Problem requirements: Exactly how many lines in the entries contain "wall"? Give that number alone.
########
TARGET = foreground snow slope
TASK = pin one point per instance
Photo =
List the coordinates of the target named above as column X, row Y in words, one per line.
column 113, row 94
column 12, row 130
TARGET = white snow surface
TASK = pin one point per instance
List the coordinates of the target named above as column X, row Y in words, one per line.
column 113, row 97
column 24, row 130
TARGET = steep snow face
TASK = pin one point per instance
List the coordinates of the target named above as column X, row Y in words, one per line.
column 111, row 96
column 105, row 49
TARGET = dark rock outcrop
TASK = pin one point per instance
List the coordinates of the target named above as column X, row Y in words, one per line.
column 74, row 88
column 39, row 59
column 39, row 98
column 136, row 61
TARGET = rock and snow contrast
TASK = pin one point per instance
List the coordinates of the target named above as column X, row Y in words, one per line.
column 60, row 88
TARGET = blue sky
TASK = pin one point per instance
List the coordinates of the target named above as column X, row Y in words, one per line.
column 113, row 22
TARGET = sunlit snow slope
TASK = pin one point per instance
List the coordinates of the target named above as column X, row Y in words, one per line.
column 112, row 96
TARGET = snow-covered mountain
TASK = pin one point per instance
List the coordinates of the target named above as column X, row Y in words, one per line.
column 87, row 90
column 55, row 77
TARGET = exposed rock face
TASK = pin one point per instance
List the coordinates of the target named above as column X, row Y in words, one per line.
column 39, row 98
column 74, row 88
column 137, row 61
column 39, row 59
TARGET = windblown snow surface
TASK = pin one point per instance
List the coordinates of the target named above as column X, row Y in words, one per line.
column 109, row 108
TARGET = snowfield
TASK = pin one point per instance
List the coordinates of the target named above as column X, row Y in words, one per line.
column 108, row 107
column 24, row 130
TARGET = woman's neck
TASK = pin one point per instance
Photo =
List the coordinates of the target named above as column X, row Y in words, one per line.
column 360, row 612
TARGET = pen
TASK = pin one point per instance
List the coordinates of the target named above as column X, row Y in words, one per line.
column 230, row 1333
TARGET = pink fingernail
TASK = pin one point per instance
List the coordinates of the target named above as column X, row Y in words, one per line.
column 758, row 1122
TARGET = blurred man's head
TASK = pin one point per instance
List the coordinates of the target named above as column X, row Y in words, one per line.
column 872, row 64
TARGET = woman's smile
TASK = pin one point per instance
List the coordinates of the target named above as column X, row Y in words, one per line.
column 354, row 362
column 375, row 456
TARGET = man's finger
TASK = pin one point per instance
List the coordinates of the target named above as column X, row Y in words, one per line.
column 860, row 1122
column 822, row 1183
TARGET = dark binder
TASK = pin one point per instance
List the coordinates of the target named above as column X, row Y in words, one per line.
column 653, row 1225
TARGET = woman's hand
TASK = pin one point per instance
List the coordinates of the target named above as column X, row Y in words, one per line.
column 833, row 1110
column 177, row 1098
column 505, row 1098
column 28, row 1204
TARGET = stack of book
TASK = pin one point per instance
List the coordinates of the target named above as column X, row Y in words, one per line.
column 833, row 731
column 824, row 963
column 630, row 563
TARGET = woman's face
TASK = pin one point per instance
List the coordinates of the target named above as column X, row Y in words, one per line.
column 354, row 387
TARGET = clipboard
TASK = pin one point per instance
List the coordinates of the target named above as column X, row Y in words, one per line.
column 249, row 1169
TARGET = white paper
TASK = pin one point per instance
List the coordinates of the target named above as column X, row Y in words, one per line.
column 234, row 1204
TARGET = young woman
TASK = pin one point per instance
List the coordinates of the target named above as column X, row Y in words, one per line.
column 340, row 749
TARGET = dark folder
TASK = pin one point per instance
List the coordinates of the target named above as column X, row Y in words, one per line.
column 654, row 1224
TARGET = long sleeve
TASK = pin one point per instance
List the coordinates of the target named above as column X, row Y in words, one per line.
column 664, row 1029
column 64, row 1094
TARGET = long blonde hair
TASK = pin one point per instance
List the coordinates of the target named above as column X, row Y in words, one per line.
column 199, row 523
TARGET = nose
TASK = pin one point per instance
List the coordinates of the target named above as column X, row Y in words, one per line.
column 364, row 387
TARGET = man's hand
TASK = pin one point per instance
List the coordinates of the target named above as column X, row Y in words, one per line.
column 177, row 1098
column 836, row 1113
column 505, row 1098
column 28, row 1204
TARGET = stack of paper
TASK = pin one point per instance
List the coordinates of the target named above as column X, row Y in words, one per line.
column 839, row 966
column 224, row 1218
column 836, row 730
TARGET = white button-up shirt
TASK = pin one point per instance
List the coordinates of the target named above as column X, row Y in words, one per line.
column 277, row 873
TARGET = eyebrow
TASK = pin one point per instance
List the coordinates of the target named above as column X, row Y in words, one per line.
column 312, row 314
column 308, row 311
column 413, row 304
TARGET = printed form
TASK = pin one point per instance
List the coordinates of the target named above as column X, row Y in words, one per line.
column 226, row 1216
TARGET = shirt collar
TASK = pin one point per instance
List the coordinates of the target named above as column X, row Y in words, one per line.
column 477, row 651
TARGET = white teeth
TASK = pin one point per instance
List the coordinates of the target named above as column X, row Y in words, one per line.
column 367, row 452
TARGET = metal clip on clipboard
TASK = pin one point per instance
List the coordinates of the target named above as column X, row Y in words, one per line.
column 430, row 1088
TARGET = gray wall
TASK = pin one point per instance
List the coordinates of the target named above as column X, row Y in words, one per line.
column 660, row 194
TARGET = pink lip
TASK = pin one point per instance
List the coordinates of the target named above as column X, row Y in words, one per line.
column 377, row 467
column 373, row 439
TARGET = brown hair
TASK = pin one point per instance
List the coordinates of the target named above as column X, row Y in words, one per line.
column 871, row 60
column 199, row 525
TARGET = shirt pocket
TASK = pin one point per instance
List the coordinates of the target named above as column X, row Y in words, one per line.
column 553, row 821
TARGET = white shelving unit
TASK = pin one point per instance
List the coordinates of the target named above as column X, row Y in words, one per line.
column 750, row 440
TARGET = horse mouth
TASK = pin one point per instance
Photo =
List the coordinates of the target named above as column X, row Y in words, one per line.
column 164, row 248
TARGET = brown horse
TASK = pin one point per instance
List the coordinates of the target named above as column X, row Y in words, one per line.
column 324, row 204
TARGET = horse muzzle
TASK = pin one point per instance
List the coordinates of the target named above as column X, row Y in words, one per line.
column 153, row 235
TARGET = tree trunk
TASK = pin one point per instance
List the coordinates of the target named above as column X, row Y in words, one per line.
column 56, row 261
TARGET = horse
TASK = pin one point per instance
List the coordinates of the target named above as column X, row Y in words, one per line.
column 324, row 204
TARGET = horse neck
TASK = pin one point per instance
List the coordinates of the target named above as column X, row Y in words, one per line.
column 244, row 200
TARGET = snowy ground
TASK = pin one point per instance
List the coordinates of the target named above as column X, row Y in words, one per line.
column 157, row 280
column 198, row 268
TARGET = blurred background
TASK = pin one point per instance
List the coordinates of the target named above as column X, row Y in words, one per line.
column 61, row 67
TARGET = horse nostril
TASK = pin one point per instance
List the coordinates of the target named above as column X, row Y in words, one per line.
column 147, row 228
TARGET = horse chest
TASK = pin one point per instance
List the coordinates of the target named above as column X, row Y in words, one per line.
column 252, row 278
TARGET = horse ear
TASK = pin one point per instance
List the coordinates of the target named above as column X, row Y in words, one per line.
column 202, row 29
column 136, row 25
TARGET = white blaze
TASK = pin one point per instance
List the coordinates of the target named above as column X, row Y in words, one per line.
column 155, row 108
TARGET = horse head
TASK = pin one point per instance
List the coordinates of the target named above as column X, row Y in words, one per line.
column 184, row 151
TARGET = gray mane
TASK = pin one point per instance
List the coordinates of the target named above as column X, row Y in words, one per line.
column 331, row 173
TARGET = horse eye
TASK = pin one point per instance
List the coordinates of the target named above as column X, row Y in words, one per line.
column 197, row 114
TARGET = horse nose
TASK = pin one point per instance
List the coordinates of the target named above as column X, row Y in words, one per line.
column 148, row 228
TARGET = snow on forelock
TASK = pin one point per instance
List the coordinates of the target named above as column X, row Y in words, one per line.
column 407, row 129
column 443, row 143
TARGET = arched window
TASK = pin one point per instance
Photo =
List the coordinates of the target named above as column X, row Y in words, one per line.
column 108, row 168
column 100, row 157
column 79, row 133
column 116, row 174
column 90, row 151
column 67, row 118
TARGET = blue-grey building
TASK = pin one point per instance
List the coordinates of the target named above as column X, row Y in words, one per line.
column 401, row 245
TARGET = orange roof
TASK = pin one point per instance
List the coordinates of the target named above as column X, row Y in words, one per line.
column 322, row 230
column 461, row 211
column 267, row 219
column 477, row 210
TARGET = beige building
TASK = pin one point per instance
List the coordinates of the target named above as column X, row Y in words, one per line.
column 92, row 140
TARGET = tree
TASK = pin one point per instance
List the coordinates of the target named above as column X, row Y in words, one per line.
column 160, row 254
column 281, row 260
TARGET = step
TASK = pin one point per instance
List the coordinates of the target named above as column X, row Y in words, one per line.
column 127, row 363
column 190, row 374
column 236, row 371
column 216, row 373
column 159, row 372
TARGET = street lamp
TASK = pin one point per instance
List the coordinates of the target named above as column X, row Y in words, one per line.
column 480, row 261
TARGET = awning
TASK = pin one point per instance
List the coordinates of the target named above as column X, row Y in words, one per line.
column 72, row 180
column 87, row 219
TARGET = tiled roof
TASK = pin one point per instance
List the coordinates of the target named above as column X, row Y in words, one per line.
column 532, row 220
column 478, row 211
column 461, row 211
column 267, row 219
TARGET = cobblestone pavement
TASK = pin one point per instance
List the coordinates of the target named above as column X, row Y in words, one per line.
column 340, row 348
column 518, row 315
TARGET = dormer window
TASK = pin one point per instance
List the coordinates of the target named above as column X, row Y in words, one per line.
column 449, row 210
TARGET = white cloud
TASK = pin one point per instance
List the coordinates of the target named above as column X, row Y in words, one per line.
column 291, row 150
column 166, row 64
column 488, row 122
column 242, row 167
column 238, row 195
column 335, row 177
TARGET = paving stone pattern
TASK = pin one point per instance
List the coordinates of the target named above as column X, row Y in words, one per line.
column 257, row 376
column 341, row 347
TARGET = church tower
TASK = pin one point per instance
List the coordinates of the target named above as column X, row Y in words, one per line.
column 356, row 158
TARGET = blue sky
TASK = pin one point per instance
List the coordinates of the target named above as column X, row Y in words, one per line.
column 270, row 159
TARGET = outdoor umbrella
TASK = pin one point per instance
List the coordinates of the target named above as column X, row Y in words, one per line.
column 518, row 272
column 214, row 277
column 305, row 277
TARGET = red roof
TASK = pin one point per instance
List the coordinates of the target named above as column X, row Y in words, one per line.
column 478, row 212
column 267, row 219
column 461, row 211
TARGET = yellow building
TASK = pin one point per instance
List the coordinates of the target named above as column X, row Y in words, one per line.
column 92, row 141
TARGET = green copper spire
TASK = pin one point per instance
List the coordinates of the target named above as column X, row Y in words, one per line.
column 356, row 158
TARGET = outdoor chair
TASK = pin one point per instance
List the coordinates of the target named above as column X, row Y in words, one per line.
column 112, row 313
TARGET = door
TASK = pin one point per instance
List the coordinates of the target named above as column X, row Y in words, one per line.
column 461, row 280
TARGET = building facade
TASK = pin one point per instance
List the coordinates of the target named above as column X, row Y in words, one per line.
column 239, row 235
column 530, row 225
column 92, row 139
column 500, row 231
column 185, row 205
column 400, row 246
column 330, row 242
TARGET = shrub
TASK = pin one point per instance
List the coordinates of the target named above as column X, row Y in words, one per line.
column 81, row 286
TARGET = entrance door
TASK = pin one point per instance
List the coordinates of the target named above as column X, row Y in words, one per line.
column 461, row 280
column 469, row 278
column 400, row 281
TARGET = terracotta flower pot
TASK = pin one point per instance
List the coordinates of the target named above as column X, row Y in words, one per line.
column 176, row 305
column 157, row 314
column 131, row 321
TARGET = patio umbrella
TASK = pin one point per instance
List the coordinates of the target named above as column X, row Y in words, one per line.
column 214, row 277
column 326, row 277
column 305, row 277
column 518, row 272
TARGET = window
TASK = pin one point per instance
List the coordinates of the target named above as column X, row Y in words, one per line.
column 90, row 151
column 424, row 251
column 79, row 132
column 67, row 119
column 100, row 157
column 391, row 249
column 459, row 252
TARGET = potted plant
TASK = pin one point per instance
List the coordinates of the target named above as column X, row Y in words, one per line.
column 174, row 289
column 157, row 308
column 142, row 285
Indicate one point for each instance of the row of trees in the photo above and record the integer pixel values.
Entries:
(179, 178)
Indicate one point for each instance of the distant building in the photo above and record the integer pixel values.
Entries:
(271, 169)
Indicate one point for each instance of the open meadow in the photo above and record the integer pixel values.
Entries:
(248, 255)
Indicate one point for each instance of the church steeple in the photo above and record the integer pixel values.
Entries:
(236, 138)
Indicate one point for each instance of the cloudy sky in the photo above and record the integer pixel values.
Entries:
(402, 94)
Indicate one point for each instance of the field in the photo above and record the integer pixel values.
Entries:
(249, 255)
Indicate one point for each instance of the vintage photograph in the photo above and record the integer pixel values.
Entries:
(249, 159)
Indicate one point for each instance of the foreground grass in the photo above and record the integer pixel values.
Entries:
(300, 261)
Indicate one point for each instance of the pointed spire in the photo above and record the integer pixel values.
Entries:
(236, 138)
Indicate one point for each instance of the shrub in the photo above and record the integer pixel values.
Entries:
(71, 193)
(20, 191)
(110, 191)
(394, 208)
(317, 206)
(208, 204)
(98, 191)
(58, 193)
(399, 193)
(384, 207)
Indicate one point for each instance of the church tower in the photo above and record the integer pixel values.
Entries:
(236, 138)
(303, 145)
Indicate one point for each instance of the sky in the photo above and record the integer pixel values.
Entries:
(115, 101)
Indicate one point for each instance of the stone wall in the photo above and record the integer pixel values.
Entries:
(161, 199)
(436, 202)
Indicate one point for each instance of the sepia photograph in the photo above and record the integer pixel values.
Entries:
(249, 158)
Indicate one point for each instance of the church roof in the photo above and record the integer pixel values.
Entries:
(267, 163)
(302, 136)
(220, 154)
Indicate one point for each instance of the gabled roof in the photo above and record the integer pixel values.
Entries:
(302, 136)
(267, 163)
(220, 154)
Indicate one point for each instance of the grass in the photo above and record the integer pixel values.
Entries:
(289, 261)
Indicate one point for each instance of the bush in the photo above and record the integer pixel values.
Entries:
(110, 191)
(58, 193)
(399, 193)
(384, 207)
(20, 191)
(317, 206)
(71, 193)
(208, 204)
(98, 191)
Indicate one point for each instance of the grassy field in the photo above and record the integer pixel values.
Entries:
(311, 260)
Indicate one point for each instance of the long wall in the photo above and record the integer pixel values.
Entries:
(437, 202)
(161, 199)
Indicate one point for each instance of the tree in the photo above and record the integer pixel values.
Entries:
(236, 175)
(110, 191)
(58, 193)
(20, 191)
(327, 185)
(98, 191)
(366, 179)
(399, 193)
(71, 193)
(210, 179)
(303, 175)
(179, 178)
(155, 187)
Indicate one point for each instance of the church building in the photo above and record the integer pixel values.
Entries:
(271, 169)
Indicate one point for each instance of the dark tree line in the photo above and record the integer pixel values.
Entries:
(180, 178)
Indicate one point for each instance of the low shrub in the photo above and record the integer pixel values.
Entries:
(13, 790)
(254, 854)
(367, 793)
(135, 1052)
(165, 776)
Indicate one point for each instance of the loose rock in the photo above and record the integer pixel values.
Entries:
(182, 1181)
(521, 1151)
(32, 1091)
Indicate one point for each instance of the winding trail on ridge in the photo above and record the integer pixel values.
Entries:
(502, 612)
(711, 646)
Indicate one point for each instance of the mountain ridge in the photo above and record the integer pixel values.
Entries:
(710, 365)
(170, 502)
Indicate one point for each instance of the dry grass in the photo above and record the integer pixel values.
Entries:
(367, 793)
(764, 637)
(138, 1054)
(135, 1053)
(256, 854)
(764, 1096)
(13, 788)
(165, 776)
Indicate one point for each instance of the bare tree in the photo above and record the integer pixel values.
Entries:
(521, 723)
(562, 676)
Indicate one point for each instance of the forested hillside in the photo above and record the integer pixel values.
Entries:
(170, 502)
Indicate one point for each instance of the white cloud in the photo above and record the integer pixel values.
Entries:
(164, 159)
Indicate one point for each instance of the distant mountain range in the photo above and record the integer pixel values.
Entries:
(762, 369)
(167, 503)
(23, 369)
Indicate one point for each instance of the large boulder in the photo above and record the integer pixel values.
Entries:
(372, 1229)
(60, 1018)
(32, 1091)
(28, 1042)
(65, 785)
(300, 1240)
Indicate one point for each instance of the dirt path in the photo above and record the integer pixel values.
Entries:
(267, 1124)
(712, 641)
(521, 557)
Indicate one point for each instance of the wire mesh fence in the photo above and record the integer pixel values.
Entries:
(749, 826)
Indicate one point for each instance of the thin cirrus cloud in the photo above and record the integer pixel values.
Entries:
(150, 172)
########
Answer for the task: 3